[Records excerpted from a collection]
%%

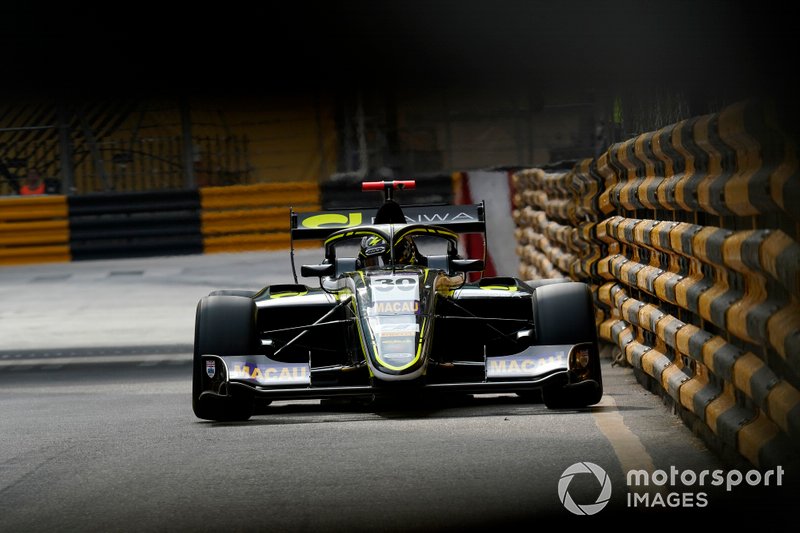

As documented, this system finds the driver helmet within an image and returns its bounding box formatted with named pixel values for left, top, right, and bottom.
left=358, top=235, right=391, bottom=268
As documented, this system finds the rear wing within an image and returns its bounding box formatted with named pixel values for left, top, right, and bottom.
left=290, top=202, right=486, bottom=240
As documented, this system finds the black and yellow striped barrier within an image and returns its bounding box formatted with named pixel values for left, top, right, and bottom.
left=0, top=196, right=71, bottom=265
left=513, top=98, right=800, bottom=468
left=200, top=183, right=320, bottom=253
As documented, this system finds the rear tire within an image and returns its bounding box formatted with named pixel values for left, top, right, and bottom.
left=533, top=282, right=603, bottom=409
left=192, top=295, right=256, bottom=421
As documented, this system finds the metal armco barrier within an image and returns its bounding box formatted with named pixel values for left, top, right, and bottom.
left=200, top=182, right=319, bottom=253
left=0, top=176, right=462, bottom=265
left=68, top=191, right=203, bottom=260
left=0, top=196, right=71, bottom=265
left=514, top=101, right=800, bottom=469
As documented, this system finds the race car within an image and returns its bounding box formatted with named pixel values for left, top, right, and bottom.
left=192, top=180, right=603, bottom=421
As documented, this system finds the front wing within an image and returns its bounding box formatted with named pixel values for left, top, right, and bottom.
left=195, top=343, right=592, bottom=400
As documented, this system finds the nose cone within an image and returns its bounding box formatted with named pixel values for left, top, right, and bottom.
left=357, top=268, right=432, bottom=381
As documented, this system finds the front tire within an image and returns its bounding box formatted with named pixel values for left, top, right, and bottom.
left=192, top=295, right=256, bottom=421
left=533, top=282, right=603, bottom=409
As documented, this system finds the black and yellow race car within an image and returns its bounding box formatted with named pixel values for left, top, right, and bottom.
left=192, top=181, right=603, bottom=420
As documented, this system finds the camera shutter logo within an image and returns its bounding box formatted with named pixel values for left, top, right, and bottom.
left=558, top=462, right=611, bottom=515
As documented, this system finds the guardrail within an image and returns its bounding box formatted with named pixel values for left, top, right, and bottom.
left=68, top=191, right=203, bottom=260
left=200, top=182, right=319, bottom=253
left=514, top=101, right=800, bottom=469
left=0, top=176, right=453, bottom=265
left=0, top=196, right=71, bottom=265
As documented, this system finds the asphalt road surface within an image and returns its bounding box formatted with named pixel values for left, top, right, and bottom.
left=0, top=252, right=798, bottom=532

%%
%%

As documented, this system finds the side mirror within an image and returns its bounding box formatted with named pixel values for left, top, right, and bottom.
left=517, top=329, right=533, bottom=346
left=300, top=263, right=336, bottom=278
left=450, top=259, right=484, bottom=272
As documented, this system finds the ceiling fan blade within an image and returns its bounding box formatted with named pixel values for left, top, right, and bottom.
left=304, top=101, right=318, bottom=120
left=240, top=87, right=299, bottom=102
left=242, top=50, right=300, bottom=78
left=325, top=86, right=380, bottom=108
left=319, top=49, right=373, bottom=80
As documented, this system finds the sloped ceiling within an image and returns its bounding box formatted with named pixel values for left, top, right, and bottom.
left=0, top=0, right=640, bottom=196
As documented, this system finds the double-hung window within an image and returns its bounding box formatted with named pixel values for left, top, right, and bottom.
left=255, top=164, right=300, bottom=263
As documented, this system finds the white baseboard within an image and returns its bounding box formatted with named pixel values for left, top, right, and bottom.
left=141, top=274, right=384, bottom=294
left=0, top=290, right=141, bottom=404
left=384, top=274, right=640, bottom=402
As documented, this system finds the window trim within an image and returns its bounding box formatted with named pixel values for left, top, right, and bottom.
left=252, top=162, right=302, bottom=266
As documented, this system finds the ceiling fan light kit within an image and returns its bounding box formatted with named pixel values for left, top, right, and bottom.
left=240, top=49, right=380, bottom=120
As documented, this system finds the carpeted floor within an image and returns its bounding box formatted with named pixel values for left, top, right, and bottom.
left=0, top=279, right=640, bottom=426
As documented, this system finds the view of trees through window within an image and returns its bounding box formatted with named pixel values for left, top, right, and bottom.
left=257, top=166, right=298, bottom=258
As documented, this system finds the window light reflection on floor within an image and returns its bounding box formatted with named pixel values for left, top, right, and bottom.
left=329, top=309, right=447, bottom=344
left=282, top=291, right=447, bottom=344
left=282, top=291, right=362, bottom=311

%%
%%

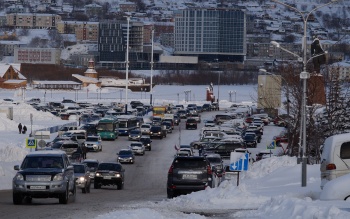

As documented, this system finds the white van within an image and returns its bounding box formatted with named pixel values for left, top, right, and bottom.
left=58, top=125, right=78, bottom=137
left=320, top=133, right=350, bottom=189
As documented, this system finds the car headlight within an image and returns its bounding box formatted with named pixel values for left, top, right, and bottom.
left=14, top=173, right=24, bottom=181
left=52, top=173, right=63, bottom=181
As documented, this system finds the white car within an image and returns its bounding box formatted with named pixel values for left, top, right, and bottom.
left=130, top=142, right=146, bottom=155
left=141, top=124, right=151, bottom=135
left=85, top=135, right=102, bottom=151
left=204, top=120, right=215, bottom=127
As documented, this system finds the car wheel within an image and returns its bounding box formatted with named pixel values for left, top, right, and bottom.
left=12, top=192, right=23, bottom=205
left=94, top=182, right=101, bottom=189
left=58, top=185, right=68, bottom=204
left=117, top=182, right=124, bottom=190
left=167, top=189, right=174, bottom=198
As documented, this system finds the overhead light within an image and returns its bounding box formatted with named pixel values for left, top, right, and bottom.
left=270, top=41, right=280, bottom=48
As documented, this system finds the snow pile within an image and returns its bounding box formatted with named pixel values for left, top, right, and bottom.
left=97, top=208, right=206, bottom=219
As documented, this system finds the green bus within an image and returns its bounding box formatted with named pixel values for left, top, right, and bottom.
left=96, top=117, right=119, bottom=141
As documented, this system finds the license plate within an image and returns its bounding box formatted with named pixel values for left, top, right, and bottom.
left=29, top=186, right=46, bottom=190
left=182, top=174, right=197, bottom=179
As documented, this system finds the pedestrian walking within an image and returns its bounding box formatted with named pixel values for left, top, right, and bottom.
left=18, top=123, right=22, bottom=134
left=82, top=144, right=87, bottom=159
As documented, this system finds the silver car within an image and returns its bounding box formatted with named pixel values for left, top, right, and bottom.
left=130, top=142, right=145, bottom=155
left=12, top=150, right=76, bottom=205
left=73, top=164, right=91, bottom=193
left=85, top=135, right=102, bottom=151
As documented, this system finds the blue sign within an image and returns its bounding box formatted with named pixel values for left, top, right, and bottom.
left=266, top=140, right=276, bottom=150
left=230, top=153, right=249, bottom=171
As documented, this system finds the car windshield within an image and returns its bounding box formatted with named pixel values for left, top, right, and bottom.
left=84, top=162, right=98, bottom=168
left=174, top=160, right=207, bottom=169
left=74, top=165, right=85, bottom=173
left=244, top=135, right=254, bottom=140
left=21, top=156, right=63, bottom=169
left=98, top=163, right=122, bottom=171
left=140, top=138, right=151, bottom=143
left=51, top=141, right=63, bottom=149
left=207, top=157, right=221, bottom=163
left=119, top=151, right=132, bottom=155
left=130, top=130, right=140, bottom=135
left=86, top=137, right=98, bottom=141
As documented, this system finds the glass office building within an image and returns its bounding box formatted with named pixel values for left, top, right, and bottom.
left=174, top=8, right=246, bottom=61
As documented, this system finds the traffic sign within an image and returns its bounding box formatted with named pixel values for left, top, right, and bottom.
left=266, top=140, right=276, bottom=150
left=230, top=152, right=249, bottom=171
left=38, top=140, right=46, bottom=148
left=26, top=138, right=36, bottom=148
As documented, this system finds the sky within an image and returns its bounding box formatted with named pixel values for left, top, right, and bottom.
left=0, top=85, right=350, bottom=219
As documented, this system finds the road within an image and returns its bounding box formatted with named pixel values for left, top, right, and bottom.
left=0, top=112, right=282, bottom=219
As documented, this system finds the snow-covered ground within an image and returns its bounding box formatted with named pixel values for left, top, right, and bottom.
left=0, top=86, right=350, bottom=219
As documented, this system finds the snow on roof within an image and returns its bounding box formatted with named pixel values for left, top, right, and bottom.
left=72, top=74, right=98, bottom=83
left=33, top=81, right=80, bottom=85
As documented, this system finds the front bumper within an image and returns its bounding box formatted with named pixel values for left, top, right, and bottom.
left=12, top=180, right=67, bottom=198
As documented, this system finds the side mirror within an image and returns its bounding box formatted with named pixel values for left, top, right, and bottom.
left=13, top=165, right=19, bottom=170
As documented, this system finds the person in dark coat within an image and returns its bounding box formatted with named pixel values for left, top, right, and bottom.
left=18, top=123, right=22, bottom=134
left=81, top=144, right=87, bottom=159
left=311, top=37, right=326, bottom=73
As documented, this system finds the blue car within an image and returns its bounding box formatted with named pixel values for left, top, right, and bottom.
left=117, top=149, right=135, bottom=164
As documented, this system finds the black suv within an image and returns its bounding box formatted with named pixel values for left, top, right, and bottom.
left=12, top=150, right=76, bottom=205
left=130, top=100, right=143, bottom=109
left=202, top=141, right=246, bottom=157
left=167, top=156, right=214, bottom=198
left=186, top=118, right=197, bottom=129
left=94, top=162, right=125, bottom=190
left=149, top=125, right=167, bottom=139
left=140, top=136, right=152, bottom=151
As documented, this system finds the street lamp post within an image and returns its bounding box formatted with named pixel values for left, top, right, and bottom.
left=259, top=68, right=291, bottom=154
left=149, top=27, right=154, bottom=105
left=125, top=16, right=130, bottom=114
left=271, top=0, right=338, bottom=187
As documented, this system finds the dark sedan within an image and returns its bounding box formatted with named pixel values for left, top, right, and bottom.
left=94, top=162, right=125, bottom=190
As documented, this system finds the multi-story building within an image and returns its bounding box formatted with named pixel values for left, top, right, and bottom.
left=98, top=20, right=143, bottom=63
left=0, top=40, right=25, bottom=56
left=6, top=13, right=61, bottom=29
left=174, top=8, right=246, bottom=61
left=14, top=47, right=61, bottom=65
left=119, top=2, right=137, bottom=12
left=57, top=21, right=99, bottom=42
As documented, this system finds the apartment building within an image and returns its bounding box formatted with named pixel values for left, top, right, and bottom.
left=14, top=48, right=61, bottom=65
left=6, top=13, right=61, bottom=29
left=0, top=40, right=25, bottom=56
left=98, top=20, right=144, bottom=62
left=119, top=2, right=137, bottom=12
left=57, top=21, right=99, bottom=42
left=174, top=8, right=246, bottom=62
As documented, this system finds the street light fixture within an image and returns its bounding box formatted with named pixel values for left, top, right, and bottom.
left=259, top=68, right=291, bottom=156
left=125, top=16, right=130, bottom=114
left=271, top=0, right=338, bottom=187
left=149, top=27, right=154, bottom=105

%%

Exercise requirements: Repeat word for word the stretch of the listing from the line containing "As documented, this system finds the nose" through the line containing "left=357, top=268, right=432, bottom=381".

Full answer:
As documented, this system finds the nose cone within an image and returns its bounding box formatted with named pixel values for left, top, right, and bottom.
left=357, top=268, right=432, bottom=381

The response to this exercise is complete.